Textabschnitt -
# # # # # # #
Überraschend mobil: Das Rätsel der wandernden Schwämme
Schwämme gehören zu den ältesten und einfachsten Tieren. Bis ins 18. Jahrhundert galten sie sogar als Pflanzen, denn sie sitzen fest auf dem Untergrund und schienen sich nicht aktiv zu bewegen. Das allerdings stimmt nicht. Vor einigen Jahren beobachteten Fachleute, dass die Tiere »niesen«, um Verschmutzungen loszuwerden. Nun zeigen Videos des Forschungsschiffs »Polarstern«: Die vermeintlich sesshaften Tiere kriechen sogar umher. Wie ein Team um Teresa Morganti vom Max-Planck-Institut für Marine Mikrobiologie berichtet, zeigen Unterwasseraufnahmen von Unterwasserbergen im Arktischen Ozean mutmaßliche Kriechspuren von Schwämmen.
# # # # # # #
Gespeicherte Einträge
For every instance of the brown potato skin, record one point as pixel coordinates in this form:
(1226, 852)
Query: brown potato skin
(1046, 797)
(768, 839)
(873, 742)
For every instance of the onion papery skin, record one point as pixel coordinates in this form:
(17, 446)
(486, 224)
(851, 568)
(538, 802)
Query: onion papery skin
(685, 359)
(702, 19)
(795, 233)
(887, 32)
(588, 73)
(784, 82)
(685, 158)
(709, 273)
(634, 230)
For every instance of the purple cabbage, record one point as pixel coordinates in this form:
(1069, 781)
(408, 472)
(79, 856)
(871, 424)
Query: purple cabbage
# # # # # # #
Verständnis prüfen -
1 – Geben Sie den Absatz aus dem Text über die Schwämme, der mit „Schwämme gehören zu den ältesten“ beginnt, als knappe Stichpunktliste wieder.
2 – Entscheiden Sie für jede Aussage, ob sie mit dem Text über die Schwämme übereinstimmt, und belegen Sie Ihr Ja oder Nein mit einem wörtlichen Zitat: (a) Bis ins 18. Jahrhundert wurden Schwämme für Pflanzen gehalten. (b) Die Unterwasseraufnahmen stammen von Unterwasserbergen im Südpolarmeer. (c) Schwämme »niesen«, um Nahrung aufzunehmen.
3 – Bitte schreiben Sie den Text über die Schwämme im Anschluss an seinen letzten Satz fort.
Das Material hat keinen Bezug zum Text über die Schwämme.

Antworten je Aufgabe -
1 –
- Schwämme zählen zu den ältesten und einfachsten Tieren.
- Bis ins 18. Jahrhundert hielt man sie für Pflanzen, weil sie fest auf dem Untergrund sitzen und sich scheinbar nicht aktiv bewegen.
- Vor einigen Jahren wurde beobachtet, dass sie »niesen«, um Verschmutzungen loszuwerden.
- Videos des Forschungsschiffs »Polarstern« zeigen, dass sie sogar umherkriechen.
- Laut einem Team um Teresa Morganti vom Max-Planck-Institut für Marine Mikrobiologie zeigen Aufnahmen von Unterwasserbergen im Arktischen Ozean mutmaßliche Kriechspuren von Schwämmen.

2 –
(a) Ja: „Bis ins 18. Jahrhundert galten sie sogar als Pflanzen“
(b) Nein: „Unterwasseraufnahmen von Unterwasserbergen im Arktischen Ozean“
(c) Nein: „dass die Tiere »niesen«, um Verschmutzungen loszuwerden“

3 –
Der Veröffentlichung in »Current Biology« zufolge bestehen die bräunlichen Streifen aus einem Filz dicht verwobener Spikulen, den Nadel- oder sternförmigen Skelettbausteinen der Schwämme. Außerdem sind viele der Spuren direkt mit der Unterseite eines Schwamms in der Nähe verbunden. Bisher hat noch niemand einen kriechenden Schwamm in flagranti erwischt, aber nach Ansicht der Arbeitsgruppe können die bis zu einige Meter langen Streifen kaum anders entstanden sein als durch aktive Bewegung. Die Spuren deuten darauf hin, dass die Tiere bei ihren Wanderungen die Richtung wechseln und sogar bergauf kriechen.
Der bemerkenswerteste Befund jedoch ist, dass es anscheinend für die arktischen Schwämme relativ normal ist, den Standort zu wechseln. In 70 Prozent aller Aufnahmen mit Schwämmen darin sahen die Fachleute auch die rätselhaften Spuren. Dass die Tiere derart mobil sein könnten, widerspricht allem, was man bisher über diese Lebensformen zu wissen glaubte.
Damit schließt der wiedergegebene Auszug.